### Document passage
========================

Fixing a problem created by government

News

Health minister Greg Hunt will shortly announce a raft of reforms to private health insurance and the pricing of medical devices - to address an affordability issue largely created by government.

The announcement is expected to include a number of changes.

Whatever is announced is likely to be the 'next step' in a constant continuum of change. One absolute certainty is that more will come - it is only a matter of time.

Stakeholders often make the mistake of contemplating reform as a moment in time - detaching it from what has come before and, importantly, what will come in the future.

In reality, health reform operates at a strategic level, with over-arching factors driving specific changes. This means you tend to get reform on top of reform, on top of reform, rather than clean phases of reform, action and implementation. 

Whatever Mr Hunt announces in the coming days, history tells us it will be followed by further attempts at reform sooner rather than later, so the sector probably needs to contemplate it in terms of what will come next and how to influence that.

History is the guide - just look to the changes in the private health insurance rebate and the constant ratcheting down of its value.

Health financing and affordability is one of the single biggest issues driving health reform and it always has been - that can be affordability for government, insurers or consumers - but in the context of an ageing population, emerging new technologies and challenging fiscal circumstances, there is constant focus on getting more for less.

For government, particularly in health, addressing affordability often means using its policy muscle to address it for them by shifting cost elsewhere. This is exactly what has happened with private health insurance.

As shown in the recent report from the Australian Institute of Health and Welfare, as a result of changes to the rebate, the contribution of private health insurers to health spending has grown.

========================

### Exercise data
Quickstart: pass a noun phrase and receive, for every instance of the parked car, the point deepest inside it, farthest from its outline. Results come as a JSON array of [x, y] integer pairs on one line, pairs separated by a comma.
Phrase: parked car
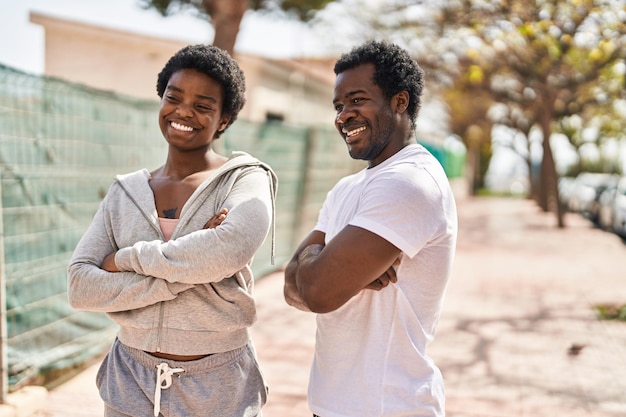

========================

### Set of tasks
1. In the article on private health insurance reform, which report shows that private health insurers now contribute more to health spending?
2. Extend the article on private health insurance reform by writing the paragraphs that follow its last sentence.
The material can be set aside.

### Responses by item number
1. The recent report from the Australian Institute of Health and Welfare.

2.
Government must take its share of responsibility for creating this affordability issue in private health insurance because it reduced the value of the rebate to consumers.

In fact, that was the point of the policy?

Government made the changes, decreased its value, health insurance became more expensive for consumers, and now government has to act to plug the holes it created.

It is a little like scuttling a ship then complaining when it starts to sink.

Government is not alone in its cognitive dissonance when it comes to this issue.

The same groups who backed changes undermining the rebate's contribution to consumers now complain about the obvious consequence - declining affordability. They are often the same groups calling for its complete abolition. 

For the sector, private health insurers, hospitals, device companies, specialists and allied health, regardless of what Mr Hunt announces they will continue to face governments who act without full consideration of the consequences and philosophical opponents whose only real interest is undermining the very existence of private health insurance.

Yet these are the facts - private health insurance premiums are rising at around the same average rate as overall health spending, including in Medicare and public hospitals, and the so-called affordability issue is largely the result of actions by government to force consumers to pay more by reducing its contribution to premiums.